--- Metin ---

Görüntülediğiniz mahkeme kararı henüz kesinleşmemiştir. Yararlı olması amacıyla eklenmiştir.
T.C. ANKARA BÖLGE ADLİYE MAHKEMESİ BAM 31. HUKUK DAİRESİ
T.C.
ANKARA
BÖLGE ADLİYE MAHKEMESİ
31.HUKUK DAİRESİ
(İnceleme Aşamasında / Duruşmasız)
(Başvurunun Esastan Reddi / HMK m. 353/1-b.1)
DOSYA NO : 2022/778 Esas
KARAR NO : 2023/1242
T Ü R K M İ L L E T İ A D I N A
İ S T İ N A F K A R A R I
BAŞKAN : … (…)
ÜYE : … (…)
ÜYE : … (…)
KATİP : … (…)
İNCELENEN KARARIN
MAHKEMESİ : ANKARA 7. ASLİYE TİCARET MAHKEMESİ
TARİHİ : 12/04/2022
NUMARASI : 2020/177 Esas-2022/227 Karar
DAVACI/KARŞI DAVALI :
VEKİLİ :
DAVALILAR/KARŞI
DAVACILAR :
DAVANIN KONUSU : İtirazın İptali/Alacak (Eser Sözleşmesinden Kaynaklanan)
KARAR TARİHİ : 28/11/2023
KARAR YAZIM TARİHİ : 28/11/2023
Taraflar arasında yargılaması yapılan İtirazın İptali/alacak (Eser Sözleşmesinden Kaynaklanan) davasında mahkemece davanın asıl davanın kabulüne, karşı davanın reddine dair verilen karara karşı süresi içinde davalı karşı davacılar vekili tarafından istinaf kanun yoluna başvurulması üzerine yapılan incelemede;
TARAFLARIN İDDİA VE SAVUNMALARININ ÖZETİ:
Davacı vekili; müvekkili ile davalılar arasında taşeron sözleşmesi imzalandığını, sözleşme kapsamında yapılan işler ve düzenlenen faturalar sonucunda müvekkilinin davalılardan cari hesap alacağı doğduğunu, alacağın tahsili amacıyla icra takibi başlatıldığını, davalı şirketin itirazı üzerine takibin durduğunu belirterek takibe yapılan itirazın iptali ile, davalı hakkında %20’den aşağı olmamak üzere icra inkar tazminatına hükmolunmasını talep ve dava etmiştir.

---

§ Görev a:
Karar metninden "Görüntülediğiniz mahkeme kararı" ile başlayıp "BAŞKAN : … (…)" ile biten kısmı hiçbir değişiklik yapmadan yaz.

--- Kayıt Listesi ---

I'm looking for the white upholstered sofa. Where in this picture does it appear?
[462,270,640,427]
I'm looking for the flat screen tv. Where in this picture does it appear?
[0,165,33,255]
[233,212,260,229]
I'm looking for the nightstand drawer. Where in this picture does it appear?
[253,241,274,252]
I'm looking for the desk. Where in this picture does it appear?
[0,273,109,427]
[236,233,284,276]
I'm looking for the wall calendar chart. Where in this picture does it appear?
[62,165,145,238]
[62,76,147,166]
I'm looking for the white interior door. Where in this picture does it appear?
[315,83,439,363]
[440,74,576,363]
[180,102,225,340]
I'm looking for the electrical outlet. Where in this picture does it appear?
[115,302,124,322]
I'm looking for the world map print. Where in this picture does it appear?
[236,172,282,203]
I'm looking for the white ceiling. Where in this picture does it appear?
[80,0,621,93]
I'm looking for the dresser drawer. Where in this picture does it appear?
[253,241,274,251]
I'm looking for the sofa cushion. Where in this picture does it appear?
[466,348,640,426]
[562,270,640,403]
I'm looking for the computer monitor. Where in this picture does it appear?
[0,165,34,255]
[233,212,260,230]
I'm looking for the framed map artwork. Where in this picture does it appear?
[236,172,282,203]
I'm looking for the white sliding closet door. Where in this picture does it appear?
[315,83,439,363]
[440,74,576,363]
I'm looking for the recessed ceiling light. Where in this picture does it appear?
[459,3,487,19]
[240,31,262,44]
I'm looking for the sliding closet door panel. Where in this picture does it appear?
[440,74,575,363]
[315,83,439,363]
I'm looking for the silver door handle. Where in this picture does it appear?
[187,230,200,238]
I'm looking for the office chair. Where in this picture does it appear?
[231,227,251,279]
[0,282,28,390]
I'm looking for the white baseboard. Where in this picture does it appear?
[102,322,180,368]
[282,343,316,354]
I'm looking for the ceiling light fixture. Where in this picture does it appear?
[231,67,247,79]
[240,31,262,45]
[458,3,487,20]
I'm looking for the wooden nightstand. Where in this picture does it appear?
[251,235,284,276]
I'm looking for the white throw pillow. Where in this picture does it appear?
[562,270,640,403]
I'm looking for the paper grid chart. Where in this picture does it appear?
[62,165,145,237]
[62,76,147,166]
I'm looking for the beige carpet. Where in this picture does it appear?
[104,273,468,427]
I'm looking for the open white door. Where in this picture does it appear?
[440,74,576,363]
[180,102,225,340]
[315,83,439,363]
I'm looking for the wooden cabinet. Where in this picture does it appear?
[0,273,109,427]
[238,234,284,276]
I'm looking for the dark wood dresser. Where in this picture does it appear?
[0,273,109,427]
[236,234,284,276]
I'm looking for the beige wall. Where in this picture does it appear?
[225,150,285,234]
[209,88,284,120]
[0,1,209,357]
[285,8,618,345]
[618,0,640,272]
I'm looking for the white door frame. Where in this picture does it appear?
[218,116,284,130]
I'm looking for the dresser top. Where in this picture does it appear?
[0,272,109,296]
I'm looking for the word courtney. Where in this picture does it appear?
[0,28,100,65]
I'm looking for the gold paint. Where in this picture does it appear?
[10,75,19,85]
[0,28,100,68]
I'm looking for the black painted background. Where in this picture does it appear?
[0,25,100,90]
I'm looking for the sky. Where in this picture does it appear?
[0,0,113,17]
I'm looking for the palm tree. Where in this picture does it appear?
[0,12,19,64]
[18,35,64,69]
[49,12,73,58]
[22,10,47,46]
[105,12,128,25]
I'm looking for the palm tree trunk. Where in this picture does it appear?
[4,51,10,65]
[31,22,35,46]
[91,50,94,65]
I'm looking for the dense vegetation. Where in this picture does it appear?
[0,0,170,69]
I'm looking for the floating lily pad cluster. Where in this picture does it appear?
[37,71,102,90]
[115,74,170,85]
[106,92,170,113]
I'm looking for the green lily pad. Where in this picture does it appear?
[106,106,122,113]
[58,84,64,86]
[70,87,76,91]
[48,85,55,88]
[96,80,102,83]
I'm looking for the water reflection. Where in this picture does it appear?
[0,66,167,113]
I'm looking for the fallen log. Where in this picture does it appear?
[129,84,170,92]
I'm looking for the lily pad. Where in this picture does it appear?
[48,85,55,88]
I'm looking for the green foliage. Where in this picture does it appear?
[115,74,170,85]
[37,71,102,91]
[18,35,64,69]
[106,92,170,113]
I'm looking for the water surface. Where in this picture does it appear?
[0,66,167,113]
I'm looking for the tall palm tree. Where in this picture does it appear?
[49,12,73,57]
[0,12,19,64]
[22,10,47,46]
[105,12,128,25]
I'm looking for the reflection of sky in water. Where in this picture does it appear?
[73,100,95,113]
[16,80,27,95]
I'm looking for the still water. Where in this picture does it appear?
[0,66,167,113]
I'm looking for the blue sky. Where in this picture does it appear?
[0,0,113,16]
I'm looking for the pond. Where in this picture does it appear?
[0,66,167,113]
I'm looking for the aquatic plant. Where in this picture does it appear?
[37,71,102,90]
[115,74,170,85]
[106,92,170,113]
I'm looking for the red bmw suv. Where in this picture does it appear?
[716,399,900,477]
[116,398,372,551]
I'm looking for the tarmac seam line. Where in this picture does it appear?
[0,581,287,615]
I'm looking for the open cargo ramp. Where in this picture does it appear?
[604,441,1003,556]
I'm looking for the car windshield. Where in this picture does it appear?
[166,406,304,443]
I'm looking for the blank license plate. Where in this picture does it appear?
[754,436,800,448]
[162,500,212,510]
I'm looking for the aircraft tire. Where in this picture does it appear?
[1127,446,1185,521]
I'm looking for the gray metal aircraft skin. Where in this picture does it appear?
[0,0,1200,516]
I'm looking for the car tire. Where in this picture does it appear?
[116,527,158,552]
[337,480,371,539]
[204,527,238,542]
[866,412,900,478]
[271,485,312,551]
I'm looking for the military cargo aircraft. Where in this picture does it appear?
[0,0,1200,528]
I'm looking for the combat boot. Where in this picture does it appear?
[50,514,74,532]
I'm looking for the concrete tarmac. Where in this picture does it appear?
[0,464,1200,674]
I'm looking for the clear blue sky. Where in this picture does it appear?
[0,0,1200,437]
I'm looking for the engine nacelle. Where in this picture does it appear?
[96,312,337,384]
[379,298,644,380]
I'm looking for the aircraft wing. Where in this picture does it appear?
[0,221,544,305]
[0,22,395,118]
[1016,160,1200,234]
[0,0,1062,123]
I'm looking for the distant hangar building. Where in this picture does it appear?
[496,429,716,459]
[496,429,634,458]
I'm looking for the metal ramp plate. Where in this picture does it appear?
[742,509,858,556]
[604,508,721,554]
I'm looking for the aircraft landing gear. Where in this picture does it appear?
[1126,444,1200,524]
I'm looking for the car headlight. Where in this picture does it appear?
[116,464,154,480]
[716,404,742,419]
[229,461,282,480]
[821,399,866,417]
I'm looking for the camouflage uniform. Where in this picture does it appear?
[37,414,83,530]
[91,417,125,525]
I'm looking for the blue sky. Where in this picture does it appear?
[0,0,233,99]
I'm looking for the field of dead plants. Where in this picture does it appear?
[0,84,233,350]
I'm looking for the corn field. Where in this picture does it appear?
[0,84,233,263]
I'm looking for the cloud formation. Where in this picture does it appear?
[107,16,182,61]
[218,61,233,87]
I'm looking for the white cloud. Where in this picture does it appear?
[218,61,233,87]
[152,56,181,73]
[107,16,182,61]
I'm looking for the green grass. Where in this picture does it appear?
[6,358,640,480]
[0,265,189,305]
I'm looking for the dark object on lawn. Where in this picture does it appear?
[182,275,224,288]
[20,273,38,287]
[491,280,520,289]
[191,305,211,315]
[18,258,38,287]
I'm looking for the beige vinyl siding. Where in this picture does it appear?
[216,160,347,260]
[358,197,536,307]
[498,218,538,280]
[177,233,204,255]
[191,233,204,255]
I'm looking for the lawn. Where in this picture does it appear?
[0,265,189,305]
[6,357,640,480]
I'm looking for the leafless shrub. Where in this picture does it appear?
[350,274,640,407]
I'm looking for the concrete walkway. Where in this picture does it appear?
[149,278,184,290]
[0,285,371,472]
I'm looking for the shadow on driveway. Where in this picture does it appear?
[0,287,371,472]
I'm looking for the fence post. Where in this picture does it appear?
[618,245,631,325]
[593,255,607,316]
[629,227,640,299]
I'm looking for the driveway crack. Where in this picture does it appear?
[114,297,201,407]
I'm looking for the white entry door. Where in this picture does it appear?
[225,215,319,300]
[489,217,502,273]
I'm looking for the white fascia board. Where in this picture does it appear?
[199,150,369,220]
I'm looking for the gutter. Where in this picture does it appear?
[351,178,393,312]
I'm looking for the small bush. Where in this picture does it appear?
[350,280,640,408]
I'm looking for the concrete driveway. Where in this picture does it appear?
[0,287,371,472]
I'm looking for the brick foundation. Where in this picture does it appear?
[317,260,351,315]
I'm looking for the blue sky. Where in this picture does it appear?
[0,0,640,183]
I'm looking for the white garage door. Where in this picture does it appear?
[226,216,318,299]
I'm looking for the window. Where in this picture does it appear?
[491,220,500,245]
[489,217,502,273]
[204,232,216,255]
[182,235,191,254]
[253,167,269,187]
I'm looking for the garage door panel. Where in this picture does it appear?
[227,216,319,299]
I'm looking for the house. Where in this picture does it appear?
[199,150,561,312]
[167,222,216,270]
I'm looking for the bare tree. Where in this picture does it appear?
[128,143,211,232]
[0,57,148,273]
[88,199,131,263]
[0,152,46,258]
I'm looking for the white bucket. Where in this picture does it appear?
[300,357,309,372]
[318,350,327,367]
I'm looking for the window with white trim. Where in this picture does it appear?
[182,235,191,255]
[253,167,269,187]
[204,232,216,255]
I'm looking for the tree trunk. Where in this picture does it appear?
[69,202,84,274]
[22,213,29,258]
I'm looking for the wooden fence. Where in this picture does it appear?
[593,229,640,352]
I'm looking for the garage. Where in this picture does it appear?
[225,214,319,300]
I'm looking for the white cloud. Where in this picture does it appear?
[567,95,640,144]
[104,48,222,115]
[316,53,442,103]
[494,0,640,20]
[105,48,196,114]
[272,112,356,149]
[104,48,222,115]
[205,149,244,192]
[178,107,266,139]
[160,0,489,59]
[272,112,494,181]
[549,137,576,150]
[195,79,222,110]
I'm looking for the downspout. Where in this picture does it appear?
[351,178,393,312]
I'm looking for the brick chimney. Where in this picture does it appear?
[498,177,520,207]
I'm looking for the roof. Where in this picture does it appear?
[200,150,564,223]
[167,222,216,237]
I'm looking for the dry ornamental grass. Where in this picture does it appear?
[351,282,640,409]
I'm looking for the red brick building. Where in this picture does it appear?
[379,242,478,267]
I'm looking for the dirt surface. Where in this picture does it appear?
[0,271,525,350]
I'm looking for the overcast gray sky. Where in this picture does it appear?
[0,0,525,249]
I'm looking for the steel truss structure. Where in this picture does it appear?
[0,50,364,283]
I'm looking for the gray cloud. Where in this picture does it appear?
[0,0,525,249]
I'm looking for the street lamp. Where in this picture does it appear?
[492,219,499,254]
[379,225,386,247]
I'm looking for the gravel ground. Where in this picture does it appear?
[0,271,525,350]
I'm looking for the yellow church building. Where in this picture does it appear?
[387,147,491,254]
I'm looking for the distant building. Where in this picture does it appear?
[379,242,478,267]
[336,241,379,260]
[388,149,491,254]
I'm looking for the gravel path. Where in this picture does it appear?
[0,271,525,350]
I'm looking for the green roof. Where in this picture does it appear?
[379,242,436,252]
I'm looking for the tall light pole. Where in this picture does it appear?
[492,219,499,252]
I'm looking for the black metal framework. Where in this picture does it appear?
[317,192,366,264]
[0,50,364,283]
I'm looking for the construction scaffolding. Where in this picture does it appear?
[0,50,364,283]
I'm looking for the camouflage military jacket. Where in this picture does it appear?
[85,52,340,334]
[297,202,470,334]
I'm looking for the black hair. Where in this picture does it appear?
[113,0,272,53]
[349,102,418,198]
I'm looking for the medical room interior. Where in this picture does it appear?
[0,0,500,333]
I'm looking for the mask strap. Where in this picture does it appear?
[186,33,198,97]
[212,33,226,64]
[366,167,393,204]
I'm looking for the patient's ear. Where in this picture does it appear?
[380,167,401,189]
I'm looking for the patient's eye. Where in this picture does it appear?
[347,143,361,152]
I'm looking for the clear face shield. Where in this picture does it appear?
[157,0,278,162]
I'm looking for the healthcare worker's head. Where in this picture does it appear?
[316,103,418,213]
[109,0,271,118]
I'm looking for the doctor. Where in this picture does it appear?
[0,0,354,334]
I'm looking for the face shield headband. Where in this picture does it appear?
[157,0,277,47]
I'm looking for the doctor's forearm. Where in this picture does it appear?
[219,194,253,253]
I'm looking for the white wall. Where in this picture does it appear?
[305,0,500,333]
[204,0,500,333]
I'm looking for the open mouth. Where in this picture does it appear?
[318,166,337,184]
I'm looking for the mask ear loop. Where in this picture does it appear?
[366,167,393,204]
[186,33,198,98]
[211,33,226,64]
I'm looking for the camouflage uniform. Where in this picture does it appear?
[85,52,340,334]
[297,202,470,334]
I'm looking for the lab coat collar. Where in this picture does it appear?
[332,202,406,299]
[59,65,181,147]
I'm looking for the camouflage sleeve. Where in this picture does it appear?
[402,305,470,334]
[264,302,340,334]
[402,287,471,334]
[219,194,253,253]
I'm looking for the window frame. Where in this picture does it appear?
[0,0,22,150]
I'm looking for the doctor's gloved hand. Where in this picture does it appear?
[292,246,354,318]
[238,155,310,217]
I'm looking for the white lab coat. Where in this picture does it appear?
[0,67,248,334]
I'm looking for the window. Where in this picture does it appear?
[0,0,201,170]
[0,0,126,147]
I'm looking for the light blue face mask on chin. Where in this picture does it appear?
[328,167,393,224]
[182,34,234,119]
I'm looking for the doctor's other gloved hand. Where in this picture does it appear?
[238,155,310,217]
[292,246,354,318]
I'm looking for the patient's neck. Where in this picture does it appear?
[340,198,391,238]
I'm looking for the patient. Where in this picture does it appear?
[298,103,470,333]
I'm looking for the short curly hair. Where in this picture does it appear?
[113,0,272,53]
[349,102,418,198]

---

§ Görev b:
Lütfen kayıtlarda "I'm looking for the nightstand" ifadesinin geçtiği satırdan başlayıp "[233,212,260,230]" ifadesinin geçtiği satırda biten satırları, iki uç satır da dahil olmak üzere, aynen geri ver.

§ Sonuç a:
Görüntülediğiniz mahkeme kararı henüz kesinleşmemiştir. Yararlı olması amacıyla eklenmiştir.
T.C. ANKARA BÖLGE ADLİYE MAHKEMESİ BAM 31. HUKUK DAİRESİ
T.C.
ANKARA
BÖLGE ADLİYE MAHKEMESİ
31.HUKUK DAİRESİ
(İnceleme Aşamasında / Duruşmasız)
(Başvurunun Esastan Reddi / HMK m. 353/1-b.1)
DOSYA NO : 2022/778 Esas
KARAR NO : 2023/1242
T Ü R K M İ L L E T İ A D I N A
İ S T İ N A F K A R A R I
BAŞKAN : … (…)

§ Sonuç b:
I'm looking for the nightstand drawer. Where in this picture does it appear?
[253,241,274,252]
I'm looking for the desk. Where in this picture does it appear?
[0,273,109,427]
[236,233,284,276]
I'm looking for the wall calendar chart. Where in this picture does it appear?
[62,165,145,238]
[62,76,147,166]
I'm looking for the white interior door. Where in this picture does it appear?
[315,83,439,363]
[440,74,576,363]
[180,102,225,340]
I'm looking for the electrical outlet. Where in this picture does it appear?
[115,302,124,322]
I'm looking for the world map print. Where in this picture does it appear?
[236,172,282,203]
I'm looking for the white ceiling. Where in this picture does it appear?
[80,0,621,93]
I'm looking for the dresser drawer. Where in this picture does it appear?
[253,241,274,251]
I'm looking for the sofa cushion. Where in this picture does it appear?
[466,348,640,426]
[562,270,640,403]
I'm looking for the computer monitor. Where in this picture does it appear?
[0,165,34,255]
[233,212,260,230]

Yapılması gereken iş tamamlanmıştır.